* _The task_: In the entries that follow, copy exactly each line from the first through the line with "An outline is".

━━━

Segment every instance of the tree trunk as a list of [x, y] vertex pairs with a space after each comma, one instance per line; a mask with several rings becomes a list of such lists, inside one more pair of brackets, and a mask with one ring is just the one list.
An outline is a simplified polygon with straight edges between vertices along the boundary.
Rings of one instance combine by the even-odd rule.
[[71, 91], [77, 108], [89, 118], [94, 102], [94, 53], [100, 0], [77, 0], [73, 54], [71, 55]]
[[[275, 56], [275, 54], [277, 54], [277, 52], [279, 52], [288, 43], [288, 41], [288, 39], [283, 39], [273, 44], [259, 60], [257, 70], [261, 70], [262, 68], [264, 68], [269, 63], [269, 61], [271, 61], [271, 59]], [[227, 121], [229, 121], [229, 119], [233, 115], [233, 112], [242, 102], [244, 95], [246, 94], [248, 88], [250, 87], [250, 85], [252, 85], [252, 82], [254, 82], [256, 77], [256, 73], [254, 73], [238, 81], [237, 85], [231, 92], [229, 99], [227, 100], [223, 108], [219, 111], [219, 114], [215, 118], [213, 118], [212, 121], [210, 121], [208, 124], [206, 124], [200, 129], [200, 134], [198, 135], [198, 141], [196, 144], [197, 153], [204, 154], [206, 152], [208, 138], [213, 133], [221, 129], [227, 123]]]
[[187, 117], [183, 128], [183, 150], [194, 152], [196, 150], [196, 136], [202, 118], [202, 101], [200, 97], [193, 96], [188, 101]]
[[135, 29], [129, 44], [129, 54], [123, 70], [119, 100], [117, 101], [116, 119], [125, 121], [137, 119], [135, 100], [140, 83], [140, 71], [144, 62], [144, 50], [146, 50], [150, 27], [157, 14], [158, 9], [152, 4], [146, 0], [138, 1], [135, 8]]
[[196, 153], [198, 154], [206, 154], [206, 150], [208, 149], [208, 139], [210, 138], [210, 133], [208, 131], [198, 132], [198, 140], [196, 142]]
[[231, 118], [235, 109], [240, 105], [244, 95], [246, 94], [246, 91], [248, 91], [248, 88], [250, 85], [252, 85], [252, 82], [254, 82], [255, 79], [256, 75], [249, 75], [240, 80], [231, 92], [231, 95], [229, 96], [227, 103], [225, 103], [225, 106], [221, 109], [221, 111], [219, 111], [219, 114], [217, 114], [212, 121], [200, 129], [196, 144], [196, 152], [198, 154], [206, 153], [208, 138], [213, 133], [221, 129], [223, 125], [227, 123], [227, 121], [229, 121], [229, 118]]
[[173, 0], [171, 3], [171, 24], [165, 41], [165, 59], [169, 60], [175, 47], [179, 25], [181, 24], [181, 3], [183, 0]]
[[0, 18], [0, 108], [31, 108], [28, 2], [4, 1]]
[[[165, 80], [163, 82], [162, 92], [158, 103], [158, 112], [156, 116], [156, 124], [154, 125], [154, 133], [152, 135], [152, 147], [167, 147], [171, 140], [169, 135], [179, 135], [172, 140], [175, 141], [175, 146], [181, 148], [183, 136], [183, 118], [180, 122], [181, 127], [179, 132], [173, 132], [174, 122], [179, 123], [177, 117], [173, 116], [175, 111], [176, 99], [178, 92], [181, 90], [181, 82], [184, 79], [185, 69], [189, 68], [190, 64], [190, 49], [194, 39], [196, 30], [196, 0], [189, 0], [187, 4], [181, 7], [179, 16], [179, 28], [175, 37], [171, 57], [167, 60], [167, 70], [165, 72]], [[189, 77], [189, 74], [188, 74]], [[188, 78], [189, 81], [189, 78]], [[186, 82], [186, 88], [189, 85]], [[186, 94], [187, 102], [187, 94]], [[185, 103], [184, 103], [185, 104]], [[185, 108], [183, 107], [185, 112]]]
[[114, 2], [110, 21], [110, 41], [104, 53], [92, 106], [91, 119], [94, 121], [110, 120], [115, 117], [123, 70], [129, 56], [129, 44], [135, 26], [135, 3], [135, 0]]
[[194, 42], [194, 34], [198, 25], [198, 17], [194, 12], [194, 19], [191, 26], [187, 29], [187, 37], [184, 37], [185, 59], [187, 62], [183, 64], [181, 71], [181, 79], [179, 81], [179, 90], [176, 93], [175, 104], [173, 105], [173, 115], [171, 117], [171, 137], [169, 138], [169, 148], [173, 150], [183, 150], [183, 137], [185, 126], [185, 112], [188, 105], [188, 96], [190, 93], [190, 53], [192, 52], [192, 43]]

━━━

* _Answer to this task_:
Segment every instance of the tree trunk as a list of [x, y] vertex pairs with a space after each comma, one instance per line; a mask with several rings becomes a list of such lists, inside one more pair of brackets, and a mask with one ring is just the one list.
An outline is a simplified polygon with straight edges between vertices along the boundary.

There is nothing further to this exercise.